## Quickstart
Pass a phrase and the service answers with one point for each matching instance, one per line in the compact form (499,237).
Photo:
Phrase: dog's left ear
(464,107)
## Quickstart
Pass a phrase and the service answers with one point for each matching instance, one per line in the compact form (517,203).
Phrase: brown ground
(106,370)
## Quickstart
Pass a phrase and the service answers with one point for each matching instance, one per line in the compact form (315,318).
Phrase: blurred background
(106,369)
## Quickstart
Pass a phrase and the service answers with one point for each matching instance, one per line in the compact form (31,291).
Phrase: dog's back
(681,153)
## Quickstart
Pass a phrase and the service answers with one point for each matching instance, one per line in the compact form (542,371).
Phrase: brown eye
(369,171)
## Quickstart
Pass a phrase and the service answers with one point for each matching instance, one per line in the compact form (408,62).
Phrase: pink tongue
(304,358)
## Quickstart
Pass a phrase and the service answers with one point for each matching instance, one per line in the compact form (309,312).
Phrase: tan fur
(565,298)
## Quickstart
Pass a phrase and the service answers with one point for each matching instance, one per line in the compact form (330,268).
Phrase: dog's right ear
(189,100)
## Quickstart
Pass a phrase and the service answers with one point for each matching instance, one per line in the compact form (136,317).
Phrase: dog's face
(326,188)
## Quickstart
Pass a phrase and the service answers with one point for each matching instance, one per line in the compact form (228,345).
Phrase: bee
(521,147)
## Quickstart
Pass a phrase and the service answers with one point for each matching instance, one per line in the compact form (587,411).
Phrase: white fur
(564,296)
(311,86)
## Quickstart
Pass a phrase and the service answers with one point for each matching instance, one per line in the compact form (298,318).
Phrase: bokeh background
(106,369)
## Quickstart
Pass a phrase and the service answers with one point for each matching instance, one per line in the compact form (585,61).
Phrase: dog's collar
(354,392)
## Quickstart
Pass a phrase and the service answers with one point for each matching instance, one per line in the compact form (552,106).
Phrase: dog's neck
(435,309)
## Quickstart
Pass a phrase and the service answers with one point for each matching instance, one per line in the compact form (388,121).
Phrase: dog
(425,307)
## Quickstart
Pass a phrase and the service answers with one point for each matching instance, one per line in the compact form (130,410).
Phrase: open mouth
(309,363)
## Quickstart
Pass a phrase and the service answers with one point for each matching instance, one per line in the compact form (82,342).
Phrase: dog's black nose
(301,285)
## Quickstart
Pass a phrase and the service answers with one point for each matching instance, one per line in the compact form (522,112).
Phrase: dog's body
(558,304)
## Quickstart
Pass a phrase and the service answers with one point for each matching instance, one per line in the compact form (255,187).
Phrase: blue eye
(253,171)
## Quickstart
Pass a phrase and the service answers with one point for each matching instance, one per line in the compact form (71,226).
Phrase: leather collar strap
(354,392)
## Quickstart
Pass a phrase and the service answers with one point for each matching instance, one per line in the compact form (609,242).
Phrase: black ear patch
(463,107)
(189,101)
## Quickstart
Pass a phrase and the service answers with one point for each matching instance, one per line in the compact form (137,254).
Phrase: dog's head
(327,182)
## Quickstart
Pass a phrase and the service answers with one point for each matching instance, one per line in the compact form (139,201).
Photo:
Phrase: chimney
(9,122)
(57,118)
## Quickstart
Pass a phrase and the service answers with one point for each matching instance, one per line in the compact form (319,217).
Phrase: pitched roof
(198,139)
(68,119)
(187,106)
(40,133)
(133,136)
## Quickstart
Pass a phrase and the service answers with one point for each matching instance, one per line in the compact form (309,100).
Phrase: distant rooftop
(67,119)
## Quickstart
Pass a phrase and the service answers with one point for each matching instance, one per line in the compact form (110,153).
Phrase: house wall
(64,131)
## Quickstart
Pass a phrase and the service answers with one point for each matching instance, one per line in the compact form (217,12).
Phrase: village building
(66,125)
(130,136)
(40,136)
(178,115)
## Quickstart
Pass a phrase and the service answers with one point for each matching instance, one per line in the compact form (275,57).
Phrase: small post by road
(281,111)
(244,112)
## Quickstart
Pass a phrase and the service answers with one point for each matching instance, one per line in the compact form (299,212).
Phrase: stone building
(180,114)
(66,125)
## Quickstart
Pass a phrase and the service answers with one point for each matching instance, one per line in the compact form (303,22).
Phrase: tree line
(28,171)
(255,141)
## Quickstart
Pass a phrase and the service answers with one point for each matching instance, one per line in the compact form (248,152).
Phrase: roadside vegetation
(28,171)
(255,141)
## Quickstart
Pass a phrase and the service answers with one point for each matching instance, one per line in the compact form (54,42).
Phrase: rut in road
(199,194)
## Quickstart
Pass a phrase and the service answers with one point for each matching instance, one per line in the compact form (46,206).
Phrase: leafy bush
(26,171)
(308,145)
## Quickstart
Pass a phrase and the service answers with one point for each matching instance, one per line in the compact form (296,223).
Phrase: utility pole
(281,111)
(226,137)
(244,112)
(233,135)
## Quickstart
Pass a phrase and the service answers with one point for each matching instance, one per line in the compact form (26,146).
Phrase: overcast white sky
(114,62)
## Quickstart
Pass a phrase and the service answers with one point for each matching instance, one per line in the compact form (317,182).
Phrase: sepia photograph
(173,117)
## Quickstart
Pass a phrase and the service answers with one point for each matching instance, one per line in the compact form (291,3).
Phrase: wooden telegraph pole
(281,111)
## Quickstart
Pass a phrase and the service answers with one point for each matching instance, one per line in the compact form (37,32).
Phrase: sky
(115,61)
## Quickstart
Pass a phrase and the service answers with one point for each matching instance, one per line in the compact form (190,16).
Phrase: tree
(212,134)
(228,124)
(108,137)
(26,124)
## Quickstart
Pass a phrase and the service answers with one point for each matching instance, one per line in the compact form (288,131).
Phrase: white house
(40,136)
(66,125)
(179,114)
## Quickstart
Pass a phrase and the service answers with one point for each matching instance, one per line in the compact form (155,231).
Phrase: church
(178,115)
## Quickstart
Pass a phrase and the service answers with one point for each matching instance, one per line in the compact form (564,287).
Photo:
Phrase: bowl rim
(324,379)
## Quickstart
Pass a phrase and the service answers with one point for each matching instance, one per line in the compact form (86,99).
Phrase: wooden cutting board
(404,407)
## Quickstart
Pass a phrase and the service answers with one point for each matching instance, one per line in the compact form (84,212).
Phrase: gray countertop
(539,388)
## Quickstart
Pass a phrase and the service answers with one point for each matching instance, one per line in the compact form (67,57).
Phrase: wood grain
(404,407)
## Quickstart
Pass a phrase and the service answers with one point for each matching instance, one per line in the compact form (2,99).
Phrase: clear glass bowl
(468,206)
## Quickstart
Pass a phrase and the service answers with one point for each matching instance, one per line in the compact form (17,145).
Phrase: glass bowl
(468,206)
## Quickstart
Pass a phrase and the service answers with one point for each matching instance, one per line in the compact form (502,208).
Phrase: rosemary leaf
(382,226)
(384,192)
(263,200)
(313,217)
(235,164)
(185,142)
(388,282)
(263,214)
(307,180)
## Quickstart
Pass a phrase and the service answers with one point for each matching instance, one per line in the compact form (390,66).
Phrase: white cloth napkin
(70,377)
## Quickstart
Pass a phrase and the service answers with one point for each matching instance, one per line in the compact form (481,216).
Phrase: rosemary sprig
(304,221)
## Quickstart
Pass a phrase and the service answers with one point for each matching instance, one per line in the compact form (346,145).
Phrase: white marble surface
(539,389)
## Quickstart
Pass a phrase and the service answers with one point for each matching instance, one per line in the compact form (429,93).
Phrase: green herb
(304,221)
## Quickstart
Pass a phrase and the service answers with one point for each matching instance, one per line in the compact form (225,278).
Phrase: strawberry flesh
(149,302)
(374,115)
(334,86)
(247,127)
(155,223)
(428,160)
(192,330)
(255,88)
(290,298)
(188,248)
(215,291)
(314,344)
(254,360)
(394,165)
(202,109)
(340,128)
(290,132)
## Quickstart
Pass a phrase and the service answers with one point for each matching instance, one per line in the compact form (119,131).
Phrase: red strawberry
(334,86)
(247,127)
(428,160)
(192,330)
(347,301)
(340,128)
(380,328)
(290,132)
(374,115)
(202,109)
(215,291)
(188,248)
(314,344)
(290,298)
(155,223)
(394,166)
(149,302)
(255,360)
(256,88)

***

#### [GIVEN EXERCISE]
Locate every line in the records that contains the string "pole", with case counting, and copy each of those lines.

#### [CORRECT RESULT]
Phrase: utility pole
Phrase: wooden telegraph pole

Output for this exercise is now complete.